Problems and tasks.
a) In the forum thread, from which city does Lukz say he is flying out on the 10th of February?
b) List every distinct date on which a post in the forum thread was made.
c) Reproduce the forum thread from "hey dood, i'm" to "xman (2 Feb 2007)".

Text to read.
# Feb 12 07 St.Jean BMQ



## corypaven (1 Feb 2007)

I got called today, are there any army.ca members going to be there?


----------



## Lukz (2 Feb 2007)

hey dood, i'm also going on the 12th of Feb, was suppose to be on the course running from the 29th but missed it because of some problems. Anyway i'm flying out the 10th of feb from toronto


----------



## xman (2 Feb 2007)

I will also be attending the February 12Th BMQ at ST.Jean.  I'm not sure when I'll be flying out of toronto though.


----------



## david1985 (2 Mar 2007)

i leave for BMQ feb 11 at 6am from newfoundland


----------



## NJL (2 Mar 2007)

david1985 said:
			
		

> i leave for BMQ feb 11 at 6am from newfoundland



Seeing how todays Mar 2 you might be in some hot water if your were supposed to have left on Feb 11.. did ya mean march 11?


----------



## formerarmybrat23 (2 Mar 2007)

hey i just thought of this, since you guys are leaving soon. My friend should still be there if you run into a Private Yorke tell him marj says hi!!


----------



## Scratch_043 (3 Mar 2007)

I think the (insert date) basic (insert generic sentiment) threads should be deleted after the start date has passed, it prevents confusion, such as we witnessed here.  The people who posted here over the past 24 hours are looking for the MARCH 12, 2007 BMQ thread that is further down the page in the thread listings.


----------



## david1985 (3 Mar 2007)

ya my bad never relize that i had feb in there instead of march


----------



## Hawkeye (9 Mar 2007)

not really on topic but was just wondering if the bmq is given in english or french in st jean or both?


----------



## aesop081 (9 Mar 2007)

Hawkeye said:
			
		

> not really on topic but was just wondering if the bmq is given in english or french in st jean or both?



Both....now please take a few minutes to look around the site...thats twice you have posted things that have been gone over many times......thanks

army.ca staff


----------

Collected material.
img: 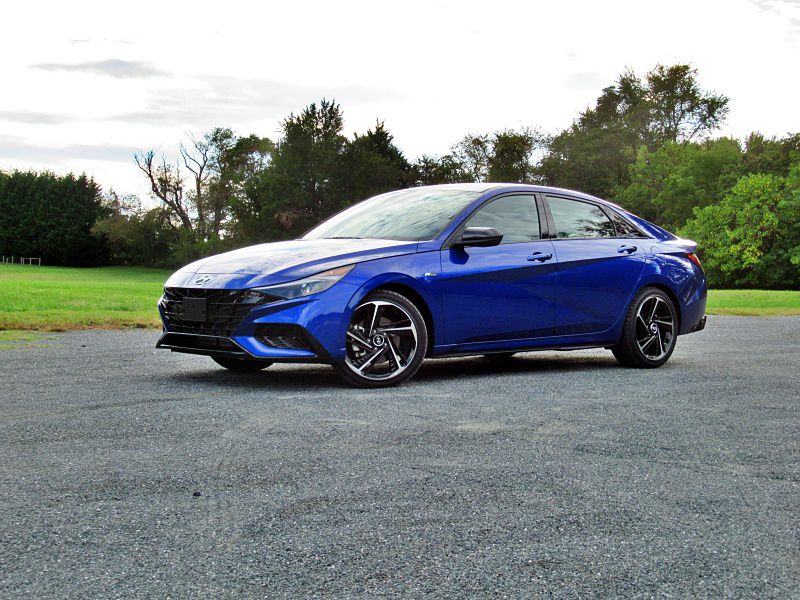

Task solutions.
a) Toronto

b) 1 Feb 2007, 2 Feb 2007, 2 Mar 2007, 3 Mar 2007, 9 Mar 2007

c)
hey dood, i'm also going on the 12th of Feb, was suppose to be on the course running from the 29th but missed it because of some problems. Anyway i'm flying out the 10th of feb from toronto


----------



## xman (2 Feb 2007)